- **Written request**
Write out the listing below line for line, changing nothing.
>> begin
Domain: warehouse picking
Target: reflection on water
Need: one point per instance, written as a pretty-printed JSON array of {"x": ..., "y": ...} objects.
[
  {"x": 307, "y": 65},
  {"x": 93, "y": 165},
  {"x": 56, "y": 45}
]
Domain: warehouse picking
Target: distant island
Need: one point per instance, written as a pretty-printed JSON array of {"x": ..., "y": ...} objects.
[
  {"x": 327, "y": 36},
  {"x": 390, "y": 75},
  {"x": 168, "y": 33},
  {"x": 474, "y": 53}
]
>> end
- **Result of this task**
Domain: warehouse picking
Target: reflection on water
Need: one point per instance, written as a pretty-printed JSON array of {"x": ..., "y": ...} objects.
[
  {"x": 307, "y": 65},
  {"x": 93, "y": 165},
  {"x": 56, "y": 45}
]
Domain: warehouse picking
Target: distant island
Need: one point per instance, written as a pretty-printed JSON array of {"x": ..., "y": ...} objects.
[
  {"x": 327, "y": 36},
  {"x": 390, "y": 75},
  {"x": 168, "y": 33},
  {"x": 474, "y": 53}
]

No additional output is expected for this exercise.